─── Document segment

Universal quantifiers that are interpreted "almost-everywhere"

Question

Often sentences that are false, are nonetheless "true almost everywhere."

Example 0. The integers do not satisfy the cancellation law:

$$\forall a\forall xy(ax = ay \rightarrow x=y)$$

This is because we can find a counterexample, namely $a=0$ (e.g. take $x=1,y=2$).

However, the way I see it, the tuple $(a,x,y)$ lives in a $3$-dimensional free module, namely $\mathbb{Z}^3$. Since the set of all counterexamples to the cancellation law forms a $2$-dimensional subspace, hence there are only "trivially-many" counterexamples, and therefore it would be reasonable to deem the cancellation law "true almost everywhere" in $\mathbb{Z}.$

Example 1. The rational numbers do not satisfy the reciprocation law:

$$\forall x\exists y(xy=1)$$

This is because we can find a counterexample, namely $x=0$. However, since $\{x \in \mathbb{Q} \mid \neg \exists y(xy=1)\}$ forms a $0$-dimensional subspace of the $1$-dimensional vector space $\mathbb{Q},$ hence it would be reasonable to deem the reciprocation law "true almost everywhere" in $\mathbb{Q}.$

Example 2. Here's a third example. Let $P$ denote the set of all points of the projective plane, and $L$ denote the set of all lines. Then for any two points $p,q \in P$, there is a unique line $p \vee q \in L$ that passes through both points. And for any two lines in the projective $l,m$, there is a unique point $lm$ at which they intersect. This defines two binary functions, $$\vee : P \times P \rightarrow L, \quad \times : L \times L \rightarrow P.$$

They satisfy the following interesting-looking identities.

──────
─── Given data

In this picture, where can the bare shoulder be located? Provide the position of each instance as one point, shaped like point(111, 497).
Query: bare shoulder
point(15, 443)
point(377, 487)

──────

* [Things to do]
[a] From the question on almost-everywhere quantifiers, return the passage starting at "This is because we can find a counterexample, namely $x=0$." and ending at "following interesting-looking identities.".
[b] In the question on almost-everywhere quantifiers, what does the tuple $(a,x,y)$ live in?
[c] Using the question on almost-everywhere quantifiers, say whether each statement agrees with it, answering yes or no and quoting the deciding words: (i) The counterexamples to the cancellation law form a 2-dimensional subspace. (ii) Two lines in the projective plane intersect at more than one point. (iii) The rational numbers satisfy the reciprocation law.

* [Solutions]
[a]
This is because we can find a counterexample, namely $x=0$. However, since $\{x \in \mathbb{Q} \mid \neg \exists y(xy=1)\}$ forms a $0$-dimensional subspace of the $1$-dimensional vector space $\mathbb{Q},$ hence it would be reasonable to deem the reciprocation law "true almost everywhere" in $\mathbb{Q}.$

Example 2. Here's a third example. Let $P$ denote the set of all points of the projective plane, and $L$ denote the set of all lines. Then for any two points $p,q \in P$, there is a unique line $p \vee q \in L$ that passes through both points. And for any two lines in the projective $l,m$, there is a unique point $lm$ at which they intersect. This defines two binary functions, $$\vee : P \times P \rightarrow L, \quad \times : L \times L \rightarrow P.$$

They satisfy the following interesting-looking identities.

[b] A $3$-dimensional free module, namely $\mathbb{Z}^3$.

[c]
(i) Yes: "the set of all counterexamples to the cancellation law forms a $2$-dimensional subspace"
(ii) No: "there is a unique point $lm$ at which they intersect"
(iii) No: "The rational numbers do not satisfy the reciprocation law"